WRITTEN PROBLEM:
Reproduce verbatim the lines of the entries below, starting at the line that contains "--target utility wire" and ending at the line that contains "Give the mask of every instance of the utility", with both of those lines included.

Excerpts from segmentation records
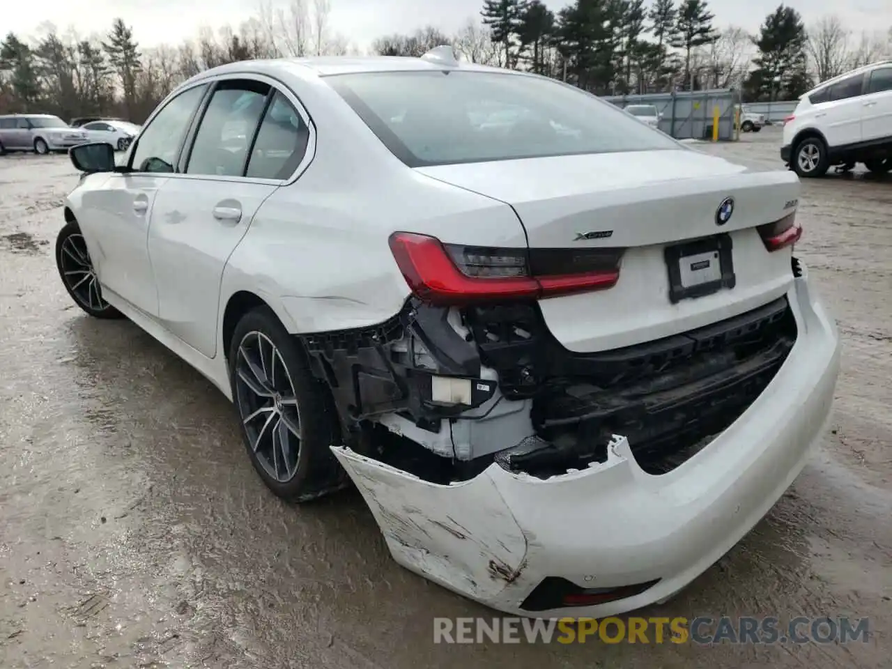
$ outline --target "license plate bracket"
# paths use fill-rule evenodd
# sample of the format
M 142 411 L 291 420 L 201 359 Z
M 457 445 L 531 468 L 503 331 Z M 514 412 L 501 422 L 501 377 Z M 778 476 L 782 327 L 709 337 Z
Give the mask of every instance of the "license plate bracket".
M 665 249 L 669 272 L 669 301 L 677 304 L 733 288 L 732 243 L 728 234 L 695 239 Z

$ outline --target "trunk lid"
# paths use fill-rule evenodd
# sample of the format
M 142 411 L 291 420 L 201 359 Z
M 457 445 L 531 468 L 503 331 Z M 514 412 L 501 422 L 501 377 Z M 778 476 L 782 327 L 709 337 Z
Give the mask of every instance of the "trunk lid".
M 799 183 L 792 172 L 750 171 L 682 147 L 417 171 L 510 204 L 530 247 L 627 249 L 613 288 L 541 301 L 552 334 L 571 351 L 708 325 L 771 301 L 792 284 L 790 251 L 769 253 L 756 230 L 794 211 Z M 720 225 L 717 212 L 729 197 L 733 211 Z M 730 239 L 733 286 L 673 303 L 666 247 L 717 235 Z

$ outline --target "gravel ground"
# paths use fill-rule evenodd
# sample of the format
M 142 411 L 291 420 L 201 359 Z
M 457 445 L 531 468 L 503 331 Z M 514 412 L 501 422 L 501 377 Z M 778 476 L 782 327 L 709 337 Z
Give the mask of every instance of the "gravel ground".
M 772 169 L 779 139 L 696 148 Z M 71 303 L 52 250 L 75 182 L 65 156 L 0 158 L 0 666 L 889 666 L 892 178 L 804 182 L 797 252 L 844 339 L 834 420 L 768 516 L 643 612 L 870 616 L 870 640 L 711 648 L 434 645 L 433 616 L 492 613 L 398 567 L 355 492 L 279 502 L 216 390 Z

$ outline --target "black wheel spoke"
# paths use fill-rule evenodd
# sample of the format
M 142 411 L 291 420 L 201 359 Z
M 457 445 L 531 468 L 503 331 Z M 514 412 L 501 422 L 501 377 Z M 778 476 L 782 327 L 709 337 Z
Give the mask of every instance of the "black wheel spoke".
M 291 478 L 293 475 L 293 470 L 294 468 L 294 465 L 292 464 L 291 450 L 291 440 L 293 437 L 285 424 L 284 416 L 279 417 L 279 422 L 276 425 L 276 434 L 278 435 L 279 447 L 282 449 L 282 463 L 285 465 L 285 473 L 288 478 Z
M 62 240 L 59 265 L 62 281 L 82 307 L 94 312 L 108 309 L 109 303 L 103 300 L 99 280 L 82 235 L 69 235 Z
M 242 338 L 235 360 L 235 401 L 254 457 L 276 481 L 297 473 L 301 421 L 297 395 L 285 359 L 268 336 Z

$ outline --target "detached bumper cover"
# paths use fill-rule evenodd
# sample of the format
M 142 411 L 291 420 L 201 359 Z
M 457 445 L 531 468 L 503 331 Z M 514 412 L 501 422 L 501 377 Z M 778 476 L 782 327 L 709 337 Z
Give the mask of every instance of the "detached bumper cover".
M 605 462 L 584 470 L 542 480 L 493 464 L 450 485 L 333 450 L 403 566 L 520 615 L 600 617 L 639 608 L 672 596 L 737 543 L 792 483 L 822 435 L 838 335 L 804 268 L 788 299 L 799 334 L 783 367 L 737 421 L 667 474 L 641 469 L 622 435 Z M 648 587 L 598 606 L 524 609 L 549 577 L 580 588 Z

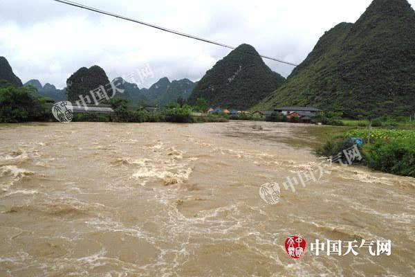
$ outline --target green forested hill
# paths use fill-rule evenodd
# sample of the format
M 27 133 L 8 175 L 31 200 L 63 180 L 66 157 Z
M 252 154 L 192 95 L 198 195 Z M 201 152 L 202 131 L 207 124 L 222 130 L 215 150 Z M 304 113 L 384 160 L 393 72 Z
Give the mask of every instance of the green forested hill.
M 206 73 L 189 100 L 194 103 L 198 98 L 203 98 L 212 106 L 245 109 L 284 81 L 265 64 L 255 48 L 242 44 Z
M 5 80 L 16 87 L 23 86 L 21 81 L 15 75 L 12 66 L 4 57 L 0 57 L 0 80 Z
M 79 100 L 80 96 L 86 96 L 89 91 L 97 89 L 100 86 L 108 89 L 109 80 L 107 73 L 101 67 L 95 65 L 89 69 L 82 67 L 72 74 L 68 79 L 66 94 L 69 101 Z M 112 91 L 107 91 L 109 96 L 112 96 Z
M 406 0 L 374 0 L 354 24 L 326 32 L 256 107 L 307 105 L 349 117 L 414 112 L 415 12 Z

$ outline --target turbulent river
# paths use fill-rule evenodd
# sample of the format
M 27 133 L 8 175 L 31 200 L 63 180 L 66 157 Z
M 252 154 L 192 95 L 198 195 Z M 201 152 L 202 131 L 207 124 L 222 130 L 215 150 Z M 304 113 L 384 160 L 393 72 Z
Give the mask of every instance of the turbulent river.
M 312 150 L 323 128 L 0 125 L 0 276 L 415 276 L 415 179 L 330 165 Z M 261 197 L 303 172 L 317 180 Z M 391 253 L 317 256 L 315 240 Z

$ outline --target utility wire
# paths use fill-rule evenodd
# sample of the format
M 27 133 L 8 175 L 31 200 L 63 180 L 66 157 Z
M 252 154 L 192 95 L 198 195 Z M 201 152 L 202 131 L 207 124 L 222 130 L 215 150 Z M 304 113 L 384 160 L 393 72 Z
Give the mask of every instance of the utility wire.
M 154 24 L 149 24 L 149 23 L 146 23 L 146 22 L 144 22 L 144 21 L 139 21 L 139 20 L 136 20 L 136 19 L 131 19 L 131 18 L 125 17 L 123 17 L 122 15 L 116 15 L 116 14 L 111 13 L 111 12 L 106 12 L 104 10 L 98 10 L 98 9 L 97 9 L 95 8 L 89 7 L 87 6 L 82 5 L 82 4 L 80 4 L 79 3 L 73 2 L 73 1 L 68 1 L 68 0 L 53 0 L 53 1 L 55 1 L 55 2 L 61 3 L 63 3 L 63 4 L 66 4 L 66 5 L 72 6 L 74 6 L 74 7 L 80 8 L 83 8 L 83 9 L 85 9 L 85 10 L 91 10 L 92 12 L 98 12 L 98 13 L 100 13 L 100 14 L 102 14 L 102 15 L 109 15 L 110 17 L 119 18 L 120 19 L 124 19 L 124 20 L 127 20 L 127 21 L 129 21 L 138 23 L 138 24 L 142 24 L 142 25 L 145 25 L 145 26 L 149 26 L 149 27 L 154 28 L 156 28 L 156 29 L 165 31 L 165 32 L 171 33 L 173 33 L 173 34 L 175 34 L 175 35 L 181 35 L 183 37 L 189 37 L 189 38 L 191 38 L 191 39 L 196 39 L 196 40 L 199 40 L 199 41 L 201 41 L 201 42 L 208 42 L 208 43 L 210 43 L 210 44 L 212 44 L 218 45 L 219 46 L 222 46 L 222 47 L 230 48 L 230 49 L 232 49 L 232 50 L 235 50 L 236 49 L 236 47 L 233 47 L 233 46 L 229 46 L 229 45 L 223 44 L 221 44 L 220 42 L 213 42 L 212 40 L 206 39 L 204 39 L 203 37 L 196 37 L 196 36 L 192 35 L 188 35 L 188 34 L 186 34 L 186 33 L 184 33 L 178 32 L 177 30 L 168 29 L 168 28 L 165 28 L 165 27 L 161 27 L 161 26 L 157 26 L 157 25 L 154 25 Z M 246 52 L 246 51 L 243 51 L 243 52 Z M 256 54 L 254 54 L 252 53 L 250 53 L 250 52 L 246 52 L 246 53 L 247 53 L 248 54 L 257 55 Z M 285 61 L 283 61 L 282 60 L 275 59 L 274 57 L 267 57 L 267 56 L 264 56 L 264 55 L 260 55 L 260 54 L 258 54 L 257 55 L 259 55 L 261 57 L 264 57 L 264 59 L 271 60 L 273 60 L 273 61 L 275 61 L 275 62 L 281 62 L 282 64 L 291 65 L 293 66 L 298 66 L 297 64 L 293 64 L 292 62 L 285 62 Z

ANSWER:
$ outline --target utility wire
# paths use fill-rule evenodd
# sample of the format
M 27 133 L 8 175 L 31 200 L 63 180 L 66 157 Z
M 252 154 L 192 95 L 198 195 Z M 201 152 L 202 131 L 207 124 L 222 130 L 215 150 Z M 304 113 L 384 160 L 393 72 Z
Give the mask of every instance of the utility wire.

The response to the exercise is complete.